# AIM
Reproduce each of the following entries verbatim, without any alteration.

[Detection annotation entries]

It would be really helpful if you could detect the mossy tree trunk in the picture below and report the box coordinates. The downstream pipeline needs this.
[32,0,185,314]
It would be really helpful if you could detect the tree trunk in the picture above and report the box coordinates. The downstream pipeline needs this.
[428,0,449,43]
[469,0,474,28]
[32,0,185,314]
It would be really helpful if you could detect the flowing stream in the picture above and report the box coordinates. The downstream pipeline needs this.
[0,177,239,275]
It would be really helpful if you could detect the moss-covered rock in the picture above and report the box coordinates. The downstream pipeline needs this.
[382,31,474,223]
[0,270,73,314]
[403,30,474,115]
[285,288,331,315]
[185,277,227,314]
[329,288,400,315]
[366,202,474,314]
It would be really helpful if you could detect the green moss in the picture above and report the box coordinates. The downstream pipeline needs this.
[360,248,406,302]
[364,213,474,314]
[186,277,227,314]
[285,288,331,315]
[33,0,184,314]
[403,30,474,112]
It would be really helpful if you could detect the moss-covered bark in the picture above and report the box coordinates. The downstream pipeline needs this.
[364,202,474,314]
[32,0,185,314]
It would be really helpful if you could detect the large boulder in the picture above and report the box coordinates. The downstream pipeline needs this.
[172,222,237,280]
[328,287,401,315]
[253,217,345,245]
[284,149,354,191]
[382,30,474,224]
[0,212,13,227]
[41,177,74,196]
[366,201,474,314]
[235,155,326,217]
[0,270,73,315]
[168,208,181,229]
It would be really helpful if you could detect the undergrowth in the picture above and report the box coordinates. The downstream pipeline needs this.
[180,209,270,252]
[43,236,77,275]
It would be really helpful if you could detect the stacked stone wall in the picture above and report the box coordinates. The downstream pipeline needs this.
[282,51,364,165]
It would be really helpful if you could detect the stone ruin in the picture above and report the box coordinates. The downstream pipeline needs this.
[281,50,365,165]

# PROBLEM SOLUTION
It would be really helpful if you could detect the mossy tree trunk in the picture below and report the box coordinates. The downstream pipeline needs this.
[32,0,185,314]
It would be really helpful if you could detect the tree trunk in the picture above and report the box coordinates. The downstream pipeline needs this.
[428,0,449,43]
[469,0,474,28]
[32,0,185,314]
It would be really helpful if you could detect the flowing stream in the picture above and report the box coordinates. The downstream pipeline needs this.
[0,177,239,275]
It would be really helpful if you could detect the moss-covered rock in the picture above and report the box coordinates. The downstream pipeline needs this.
[382,31,474,223]
[0,270,73,314]
[403,30,474,115]
[285,288,331,315]
[185,277,227,314]
[329,288,400,315]
[366,202,474,314]
It would be really helpful if you could detect the green moss in the picture above and report the box coordinates. The downstream pipeline needs this.
[360,248,406,302]
[364,213,474,314]
[186,277,227,314]
[285,288,331,315]
[33,0,184,314]
[403,30,474,112]
It would be really helpful if you could detect the moss-covered bark in the picture above and report the box coordinates. The downstream pipeline needs this.
[364,202,474,314]
[32,0,185,314]
It would be really helpful if you could detect the large boulder in the picture above and report the box coordinates. The downstream pipeline needs this.
[172,222,237,280]
[328,287,401,315]
[253,217,345,245]
[284,149,354,191]
[382,30,474,224]
[0,212,13,227]
[41,177,74,196]
[366,201,474,314]
[235,155,326,217]
[0,270,73,315]
[168,208,181,229]
It would be really helpful if you could detect the undergrowth in the picture above and report the box coordinates. The downstream pipeline needs this.
[180,209,270,252]
[43,236,77,275]
It would be really helpful if you could detect the stacked stone wall in the picture above and report the box coordinates. The downstream pipeline needs this.
[282,51,364,165]
It would be really helpful if you could detect the stone ruin in the picture above and report the box coordinates. The downstream pipeline needs this.
[281,50,365,165]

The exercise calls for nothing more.